▶ _The records_:
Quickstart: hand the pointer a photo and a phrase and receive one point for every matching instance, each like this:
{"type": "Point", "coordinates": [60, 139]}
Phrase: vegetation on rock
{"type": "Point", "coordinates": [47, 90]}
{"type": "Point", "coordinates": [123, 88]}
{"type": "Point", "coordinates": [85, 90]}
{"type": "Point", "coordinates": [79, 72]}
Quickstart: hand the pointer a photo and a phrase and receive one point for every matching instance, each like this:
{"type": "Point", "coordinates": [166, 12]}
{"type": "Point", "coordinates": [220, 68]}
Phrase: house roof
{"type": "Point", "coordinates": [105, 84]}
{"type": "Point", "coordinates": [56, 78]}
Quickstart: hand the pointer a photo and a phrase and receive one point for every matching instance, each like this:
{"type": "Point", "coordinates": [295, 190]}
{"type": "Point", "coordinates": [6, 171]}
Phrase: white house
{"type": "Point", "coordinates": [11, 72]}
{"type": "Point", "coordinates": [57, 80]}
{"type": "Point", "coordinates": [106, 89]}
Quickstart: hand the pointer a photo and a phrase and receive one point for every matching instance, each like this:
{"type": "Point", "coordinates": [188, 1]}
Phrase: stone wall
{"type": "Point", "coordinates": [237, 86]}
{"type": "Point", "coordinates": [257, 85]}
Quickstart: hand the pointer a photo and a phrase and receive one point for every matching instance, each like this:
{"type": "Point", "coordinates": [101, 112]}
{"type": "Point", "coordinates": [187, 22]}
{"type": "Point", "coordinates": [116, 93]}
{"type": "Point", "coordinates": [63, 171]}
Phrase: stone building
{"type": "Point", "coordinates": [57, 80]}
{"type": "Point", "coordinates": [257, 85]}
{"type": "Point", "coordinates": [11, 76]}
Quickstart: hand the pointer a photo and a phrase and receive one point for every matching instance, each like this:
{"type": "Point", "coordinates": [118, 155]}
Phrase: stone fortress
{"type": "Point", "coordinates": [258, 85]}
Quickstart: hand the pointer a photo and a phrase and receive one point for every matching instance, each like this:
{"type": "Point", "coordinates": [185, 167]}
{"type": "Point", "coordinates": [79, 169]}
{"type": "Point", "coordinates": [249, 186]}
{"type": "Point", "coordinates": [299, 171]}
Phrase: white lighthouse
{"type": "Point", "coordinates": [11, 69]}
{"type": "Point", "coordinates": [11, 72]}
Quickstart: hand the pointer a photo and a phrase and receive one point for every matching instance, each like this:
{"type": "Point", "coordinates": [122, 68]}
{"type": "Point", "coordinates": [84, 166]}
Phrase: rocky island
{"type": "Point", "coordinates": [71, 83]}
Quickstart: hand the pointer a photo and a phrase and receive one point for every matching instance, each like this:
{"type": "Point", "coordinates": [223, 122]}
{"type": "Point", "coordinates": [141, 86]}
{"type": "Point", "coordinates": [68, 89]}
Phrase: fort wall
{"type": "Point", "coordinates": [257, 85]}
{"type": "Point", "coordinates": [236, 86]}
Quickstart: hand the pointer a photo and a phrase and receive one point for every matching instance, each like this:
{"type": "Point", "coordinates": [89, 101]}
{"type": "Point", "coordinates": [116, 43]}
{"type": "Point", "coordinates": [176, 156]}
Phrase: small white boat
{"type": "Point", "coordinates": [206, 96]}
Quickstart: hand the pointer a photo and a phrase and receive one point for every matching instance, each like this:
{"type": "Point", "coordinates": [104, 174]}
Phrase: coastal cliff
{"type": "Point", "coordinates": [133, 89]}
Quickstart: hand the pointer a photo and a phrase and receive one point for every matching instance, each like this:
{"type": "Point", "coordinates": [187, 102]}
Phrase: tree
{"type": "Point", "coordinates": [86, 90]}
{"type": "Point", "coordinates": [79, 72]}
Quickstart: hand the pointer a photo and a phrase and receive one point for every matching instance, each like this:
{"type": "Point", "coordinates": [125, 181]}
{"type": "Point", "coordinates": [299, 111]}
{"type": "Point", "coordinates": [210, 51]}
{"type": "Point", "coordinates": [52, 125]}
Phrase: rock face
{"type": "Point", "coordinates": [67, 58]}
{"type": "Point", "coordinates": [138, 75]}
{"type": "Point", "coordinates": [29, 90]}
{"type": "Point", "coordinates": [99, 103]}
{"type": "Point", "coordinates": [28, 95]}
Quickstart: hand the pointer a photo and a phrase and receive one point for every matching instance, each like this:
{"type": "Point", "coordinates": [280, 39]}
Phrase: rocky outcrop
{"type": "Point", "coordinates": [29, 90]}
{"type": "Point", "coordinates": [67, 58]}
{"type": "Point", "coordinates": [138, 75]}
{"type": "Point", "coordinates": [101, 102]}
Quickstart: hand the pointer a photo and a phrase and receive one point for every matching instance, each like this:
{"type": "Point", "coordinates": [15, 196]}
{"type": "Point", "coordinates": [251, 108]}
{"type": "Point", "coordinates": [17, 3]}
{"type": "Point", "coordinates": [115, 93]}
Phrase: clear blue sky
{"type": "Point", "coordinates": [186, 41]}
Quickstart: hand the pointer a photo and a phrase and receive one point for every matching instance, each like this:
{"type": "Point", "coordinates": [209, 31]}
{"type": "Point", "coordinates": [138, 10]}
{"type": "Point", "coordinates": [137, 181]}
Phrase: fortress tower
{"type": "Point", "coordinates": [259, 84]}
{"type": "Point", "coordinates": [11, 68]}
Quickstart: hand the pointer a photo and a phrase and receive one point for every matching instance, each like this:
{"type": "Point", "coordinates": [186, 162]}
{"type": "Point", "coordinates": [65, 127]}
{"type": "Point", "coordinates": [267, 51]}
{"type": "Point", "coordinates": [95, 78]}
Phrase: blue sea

▶ _Work to complete_: Locate every line in the rows above that contains the string "stone" and copy each of those lines out.

▶ _Result_:
Phrase: stone wall
Phrase: stone building
Phrase: stone fortress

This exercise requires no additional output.